**Task instructions**
Convert the data below into a numbered list, one entry per line, skipping any blank lines and leaving the pictures out.

**Supplied records**
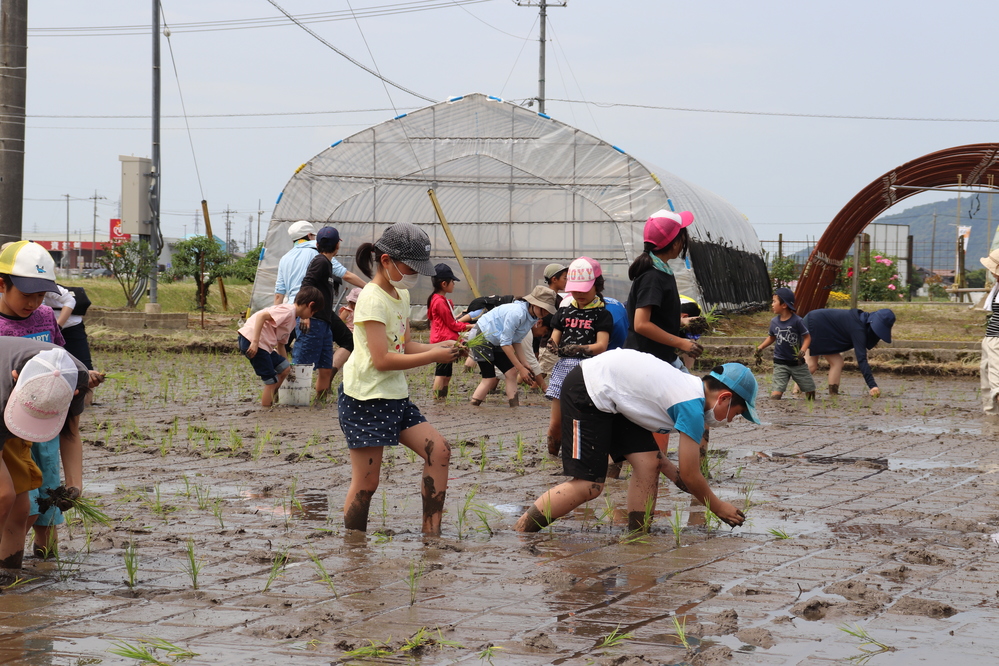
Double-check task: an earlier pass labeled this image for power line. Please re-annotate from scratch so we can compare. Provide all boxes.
[548,97,999,123]
[28,0,493,37]
[267,0,437,104]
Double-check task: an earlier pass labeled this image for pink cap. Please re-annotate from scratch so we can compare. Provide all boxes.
[4,348,77,442]
[565,257,603,291]
[643,210,694,250]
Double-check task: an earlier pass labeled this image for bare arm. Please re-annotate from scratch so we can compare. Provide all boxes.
[366,321,458,372]
[59,414,83,490]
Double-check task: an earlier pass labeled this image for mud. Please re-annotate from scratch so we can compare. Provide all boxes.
[0,352,999,666]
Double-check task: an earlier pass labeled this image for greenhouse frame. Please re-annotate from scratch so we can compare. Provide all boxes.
[251,94,771,314]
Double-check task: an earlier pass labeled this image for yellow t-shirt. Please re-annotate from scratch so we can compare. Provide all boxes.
[343,282,409,400]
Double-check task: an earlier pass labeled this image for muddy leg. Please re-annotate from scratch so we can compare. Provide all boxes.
[399,423,451,535]
[343,446,384,532]
[625,451,662,532]
[514,479,604,532]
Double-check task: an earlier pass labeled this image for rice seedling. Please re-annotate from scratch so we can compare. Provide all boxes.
[263,548,288,592]
[0,576,38,592]
[839,623,898,664]
[212,497,225,530]
[704,501,721,532]
[673,615,690,650]
[742,481,756,513]
[124,541,139,589]
[597,625,635,650]
[513,432,524,463]
[181,538,205,590]
[305,550,340,599]
[478,643,504,664]
[405,560,423,606]
[343,636,395,659]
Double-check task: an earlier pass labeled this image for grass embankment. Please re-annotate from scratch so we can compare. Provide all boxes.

**Answer below**
1. Double-check task: an earlier pass labeled this image for power line. Please re-annotate from scratch so we can compare. Provide all boxes.
2. [548,97,999,123]
3. [28,0,493,37]
4. [267,0,437,104]
5. Double-check task: an earlier pass labeled this image for pink cap. Please re-annotate from scratch so we can compare. Provide all boxes.
6. [4,348,77,442]
7. [565,257,603,291]
8. [643,210,694,250]
9. Double-check task: an earlier pass labeled this image for bare arm. Please re-annotate from scratch so we can compare. Provide all boxes.
10. [366,321,458,372]
11. [59,414,83,490]
12. Double-check task: an earlier pass labeled this image for mud. Please re-annotate from scratch so we can compare. Provide all boxes.
13. [0,352,999,666]
14. Double-check task: an earlier pass labeled this image for greenhouse frame. Please re-annotate from scratch so we can compare. Provide all boxes.
15. [251,94,771,314]
16. Double-check task: an earlier pass labeled this image for yellow t-shirt. Please re-annotate from scratch so we can compare. Provide all boxes.
17. [343,282,409,400]
18. Double-check task: an earlier pass labeled this image for muddy leg. Please re-annotate from scratch so we can compare. Provide all boxes.
19. [399,423,451,535]
20. [343,446,384,532]
21. [625,451,662,532]
22. [514,479,604,532]
23. Double-check task: an earlier pass labeled this image for rice seedling. Please re-annotate from scratch so we can compare. Provide all boxes.
24. [263,548,288,592]
25. [0,576,38,592]
26. [839,623,898,664]
27. [212,497,225,530]
28. [704,501,721,532]
29. [673,615,690,650]
30. [742,481,756,513]
31. [124,541,139,589]
32. [597,625,635,650]
33. [513,432,524,463]
34. [181,538,205,590]
35. [305,550,340,599]
36. [478,643,504,664]
37. [405,560,423,606]
38. [343,636,395,659]
39. Double-check task: an earlier pass labeled this image for grass embankment. Please re-annotate from scratch so we can compare. Provide all boxes.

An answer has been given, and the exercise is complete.